- _Work instructions_:
A. Retype the part of the geoprocessing services text that begins at the words "Inside the folder" and stops after the words "source Python file.".
B. According to the geoprocessing services text, how many objects in a model made it a good time to switch to Python?

START Text for analysis

Publishing Python scripts as geoprocessing services: best practices

Why Python instead of models?

If you have been publishing your ModelBuilder models as geoprocessing (further GP) services you have probably realized that it can be quite cumbersome. If you haven’t moved to Python, I think you really should. Authoring Python scripts has serious advantages over authoring models in the context of publishing GP services. This is because during the publishing process, ArcGIS Server will turn data and anything that may be needed to change into variables and this might mess up the model if you haven’t followed the guidelines on authoring GP services. The rule of thumb for me was that if there are more than 10 objects in the model, it is a good time to switch to Python. Another thing is that you can easily make modifications in the Python code without republishing; in contrast, you need to republish the model each time you want to release an updated version of the GP service. Finally, since you don’t need to restart the GP service when updating the Python file (in contrast to republishing the model which requires restarting service), there is no down-time for the service and users won’t notice anything.

What happens after publishing?

Let’s take a look at what is going on under the hood. You have run your script tool in ArcMap and got the result published as a service. Now you can find your service and all the accompanying data inside the arcgisserver folder somewhere on your disk drive. The path would be: C:\arcgisserver\directories\arcgissystem\arcgisinput\%GPServiceName%.GPServer

You will find a bunch of files within the folder. Let’s inspect some of them:

  • serviceconfiguration.json – provides an overview over all the properties of the service including its execution type, enabled capabilities, output directory and many others. Here you will see all the settings you usually see in the Service Editor window.
  • manifest.xml and manifest.json – provides an overview of the system settings that were used while publishing the service. Those are not the files you usually would want to inspect.

Inside the folder esriinfo/metadata there is a file named metadata.xml which is really helpful because there you can see what date a service was published. Two tags you should look at are:

  • <CreaDate>20141204</CreaDate>
  • <CreaTime>15443700</CreaTime>

Since this information is not exposed from the GUI in ArcGIS Desktop or ArcGIS Server Manager, this is the only way to find out what time the service was created. This information may be very handy when you are unsure about the release versions.

Inside the extracted/v101 folder, you will find the result file and the toolbox you have worked with when publishing the GP service. Here you will also find a folder named after the folder where you source Python file was stored and containing the source Python file.

Best practices to organize the Python code and files?

Let’s look inside the Python file. You might have noticed that when publishing some of the variables you’ve declared were renamed to g_ESRI_variable_%id%. The rule of a thumb is that you shouldn’t really use strings; you can turn paths to datasets and names into variables. Of course you don’t have to do this since Esri will update those inline variables, but it is so much harder to refactor with those variable names, so you better organize your code correctly from the beginning.

If running the script tool in ArcGIS, scratch geodatabase is located at C:\Users\%user%\AppData\Local\Temp\scratch.gdb. However, after publishing the tool, the service will get a new scratch geodatabase. If you need to inspect the intermediate data created, go to the scratch geodatabase (the path can be retrieved with the arcpy.env.scratchGDB) which will be a new file geodatabase in each run of GP service with the following notation: c:\arcgisserver\directories\arcgisjobs\%service%_gpserver\%jobid%\scratch\scratch.gdb.

END Text for analysis
START Material provided

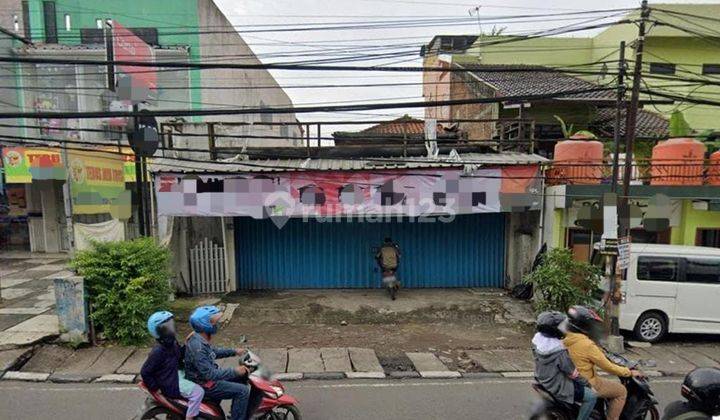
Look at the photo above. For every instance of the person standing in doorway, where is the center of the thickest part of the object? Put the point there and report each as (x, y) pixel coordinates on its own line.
(388, 258)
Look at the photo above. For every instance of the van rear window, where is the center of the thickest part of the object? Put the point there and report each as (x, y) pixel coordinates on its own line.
(701, 270)
(657, 269)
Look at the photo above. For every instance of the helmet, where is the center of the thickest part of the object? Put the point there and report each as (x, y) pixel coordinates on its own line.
(701, 387)
(584, 320)
(552, 324)
(200, 320)
(157, 324)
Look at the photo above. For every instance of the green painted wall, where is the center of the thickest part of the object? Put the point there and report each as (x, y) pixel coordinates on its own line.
(663, 44)
(178, 19)
(692, 220)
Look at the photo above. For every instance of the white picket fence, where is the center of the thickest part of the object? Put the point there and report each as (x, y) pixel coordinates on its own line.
(207, 268)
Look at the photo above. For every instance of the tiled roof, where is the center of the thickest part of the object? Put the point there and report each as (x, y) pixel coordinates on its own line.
(536, 80)
(163, 165)
(402, 125)
(649, 124)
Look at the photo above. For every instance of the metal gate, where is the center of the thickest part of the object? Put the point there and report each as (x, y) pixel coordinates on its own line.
(466, 252)
(207, 268)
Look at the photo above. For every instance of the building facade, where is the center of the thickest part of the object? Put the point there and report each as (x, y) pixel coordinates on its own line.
(176, 31)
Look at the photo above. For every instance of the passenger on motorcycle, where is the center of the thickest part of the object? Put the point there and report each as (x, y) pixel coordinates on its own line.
(584, 326)
(554, 369)
(160, 370)
(219, 383)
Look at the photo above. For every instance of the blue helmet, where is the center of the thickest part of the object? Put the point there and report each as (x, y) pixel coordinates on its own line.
(157, 319)
(200, 319)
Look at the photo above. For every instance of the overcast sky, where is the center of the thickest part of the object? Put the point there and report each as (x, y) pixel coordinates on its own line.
(249, 14)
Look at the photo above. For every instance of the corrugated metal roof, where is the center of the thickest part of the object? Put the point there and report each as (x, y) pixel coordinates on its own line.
(169, 165)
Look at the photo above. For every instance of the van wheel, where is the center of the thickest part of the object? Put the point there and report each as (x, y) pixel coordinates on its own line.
(651, 327)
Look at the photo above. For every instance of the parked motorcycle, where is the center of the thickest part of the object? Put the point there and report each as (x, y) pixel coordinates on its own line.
(640, 403)
(391, 283)
(275, 405)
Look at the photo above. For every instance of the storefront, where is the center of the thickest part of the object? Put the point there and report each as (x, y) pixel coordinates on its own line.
(321, 229)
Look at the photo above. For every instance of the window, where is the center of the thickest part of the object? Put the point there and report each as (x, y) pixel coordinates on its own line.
(662, 68)
(711, 68)
(708, 237)
(50, 22)
(657, 269)
(26, 19)
(702, 270)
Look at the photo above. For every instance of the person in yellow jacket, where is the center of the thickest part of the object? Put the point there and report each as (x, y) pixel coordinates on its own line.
(587, 356)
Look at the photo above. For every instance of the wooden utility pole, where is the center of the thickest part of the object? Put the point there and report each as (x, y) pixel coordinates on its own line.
(630, 129)
(611, 257)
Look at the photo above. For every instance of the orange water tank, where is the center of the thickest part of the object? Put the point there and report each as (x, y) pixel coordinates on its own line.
(577, 161)
(714, 169)
(678, 161)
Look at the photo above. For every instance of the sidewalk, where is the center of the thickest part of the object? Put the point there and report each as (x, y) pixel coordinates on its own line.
(26, 286)
(122, 364)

END Material provided

- _Solved problems_:
A.
Inside the folder esriinfo/metadata there is a file named metadata.xml which is really helpful because there you can see what date a service was published. Two tags you should look at are:

  • <CreaDate>20141204</CreaDate>
  • <CreaTime>15443700</CreaTime>

Since this information is not exposed from the GUI in ArcGIS Desktop or ArcGIS Server Manager, this is the only way to find out what time the service was created. This information may be very handy when you are unsure about the release versions.

Inside the extracted/v101 folder, you will find the result file and the toolbox you have worked with when publishing the GP service. Here you will also find a folder named after the folder where you source Python file was stored and containing the source Python file.

B. More than 10 objects.